[Записи, перечисленные в наборе данных]
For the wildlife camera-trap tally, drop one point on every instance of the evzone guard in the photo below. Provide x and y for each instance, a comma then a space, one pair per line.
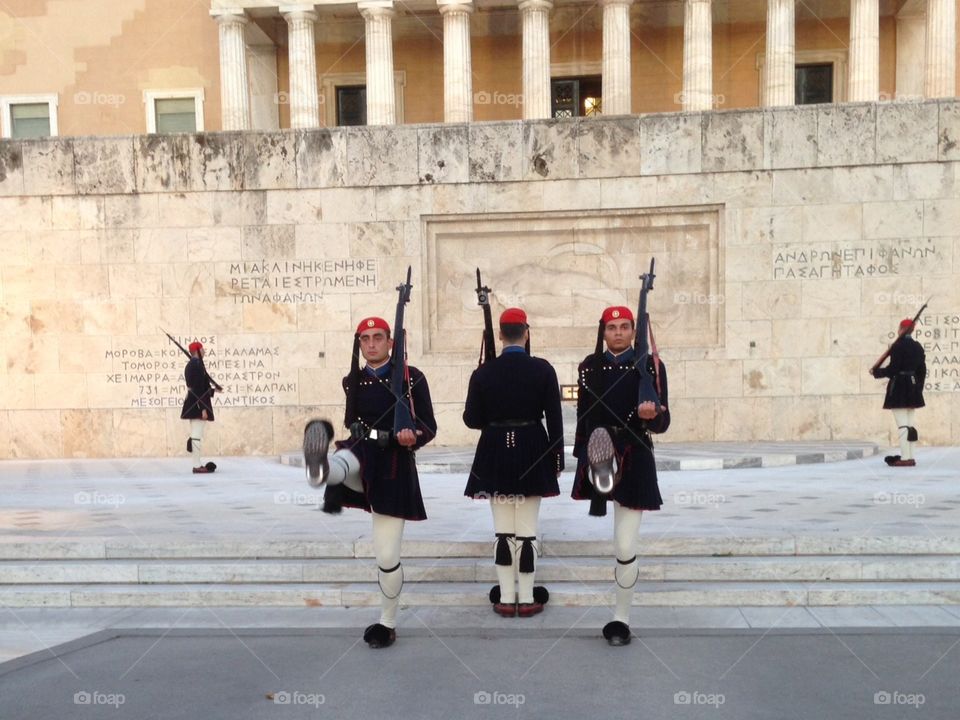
198, 405
622, 399
907, 372
390, 416
517, 461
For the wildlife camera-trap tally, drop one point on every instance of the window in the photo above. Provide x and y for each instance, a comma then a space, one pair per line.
813, 83
352, 105
576, 97
28, 116
173, 111
343, 98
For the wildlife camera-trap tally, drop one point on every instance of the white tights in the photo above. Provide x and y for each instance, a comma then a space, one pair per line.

→ **Ваше задание**
Перепишите все приведённые выше записи дословно, от первой строки до последней. Изображения в ответ не включайте.

→ **Полный ответ**
For the wildlife camera-trap tally, drop one point on every instance of the evzone guard in the photo below. Provide x and y for each instance, a comma then a space, one pair per line.
198, 405
622, 399
907, 372
390, 416
517, 461
For the wildlife camera-trap tally, drop one point on every instance of the window in the photo above. Provide x and y for each instance, a comma then a space, one pair per line.
813, 83
352, 105
576, 97
28, 116
173, 111
343, 98
For the wildlife camera-trap tally, drop one point on every instance of the white tights in the photo above. Provide x and y for each instance, a comma then a space, one pair per line.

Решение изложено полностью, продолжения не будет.